> Problem requirements: Write out the items below verbatim, beginning with the line that contains "You are a warehouse inventory robot. Locate the highlight" and continuing through the last line of the items.

> Data excerpts:

== == ==

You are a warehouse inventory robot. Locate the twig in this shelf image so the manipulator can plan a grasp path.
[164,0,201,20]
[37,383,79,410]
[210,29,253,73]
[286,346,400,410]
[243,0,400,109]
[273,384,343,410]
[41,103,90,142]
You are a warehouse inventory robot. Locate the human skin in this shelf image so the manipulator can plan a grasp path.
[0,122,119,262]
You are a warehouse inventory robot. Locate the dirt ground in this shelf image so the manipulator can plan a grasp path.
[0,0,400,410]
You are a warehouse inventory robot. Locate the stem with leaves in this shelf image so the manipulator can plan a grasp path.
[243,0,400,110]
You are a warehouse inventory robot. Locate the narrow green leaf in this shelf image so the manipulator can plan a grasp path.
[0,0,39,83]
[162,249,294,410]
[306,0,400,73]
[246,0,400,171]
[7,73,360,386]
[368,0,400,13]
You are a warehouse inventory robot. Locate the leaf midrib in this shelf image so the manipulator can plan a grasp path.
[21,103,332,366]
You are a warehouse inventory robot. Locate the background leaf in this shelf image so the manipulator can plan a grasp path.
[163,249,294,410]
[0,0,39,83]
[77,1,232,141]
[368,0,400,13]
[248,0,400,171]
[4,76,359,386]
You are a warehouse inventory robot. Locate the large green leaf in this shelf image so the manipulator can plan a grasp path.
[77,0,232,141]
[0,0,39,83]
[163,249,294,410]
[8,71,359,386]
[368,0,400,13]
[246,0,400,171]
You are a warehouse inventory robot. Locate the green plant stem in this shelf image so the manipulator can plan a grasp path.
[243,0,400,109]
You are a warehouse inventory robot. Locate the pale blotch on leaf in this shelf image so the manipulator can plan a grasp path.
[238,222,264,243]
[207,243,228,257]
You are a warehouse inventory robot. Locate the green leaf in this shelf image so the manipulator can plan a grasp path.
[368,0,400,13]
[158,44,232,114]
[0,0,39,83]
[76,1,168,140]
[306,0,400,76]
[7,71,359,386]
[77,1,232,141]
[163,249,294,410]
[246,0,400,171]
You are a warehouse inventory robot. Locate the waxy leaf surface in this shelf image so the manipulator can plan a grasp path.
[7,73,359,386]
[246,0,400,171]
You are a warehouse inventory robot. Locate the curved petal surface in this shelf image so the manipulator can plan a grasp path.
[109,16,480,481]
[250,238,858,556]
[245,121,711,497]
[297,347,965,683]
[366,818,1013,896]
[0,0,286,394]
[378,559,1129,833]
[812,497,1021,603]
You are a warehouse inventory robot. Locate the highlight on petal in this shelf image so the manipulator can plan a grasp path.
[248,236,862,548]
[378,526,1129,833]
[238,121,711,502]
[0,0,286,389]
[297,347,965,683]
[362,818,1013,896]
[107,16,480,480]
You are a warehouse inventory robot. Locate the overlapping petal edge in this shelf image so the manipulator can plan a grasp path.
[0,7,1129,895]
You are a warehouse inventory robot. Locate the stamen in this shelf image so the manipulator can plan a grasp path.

== == ==

> Finished task:
You are a warehouse inventory robot. Locate the highlight on petal in this shelf image so the manipulator can plan a grasp path.
[248,236,862,548]
[378,526,1129,833]
[238,121,711,502]
[0,0,286,389]
[297,347,965,683]
[362,818,1013,896]
[107,16,480,480]
You are a warehouse inventory robot. Locate the overlapping petal edge in this shelf image so the manipulator can plan a grasp path.
[0,7,1129,895]
You are a warehouse inventory robot. Locate the stamen in this shelf image so the manipulator can plan a grasp path.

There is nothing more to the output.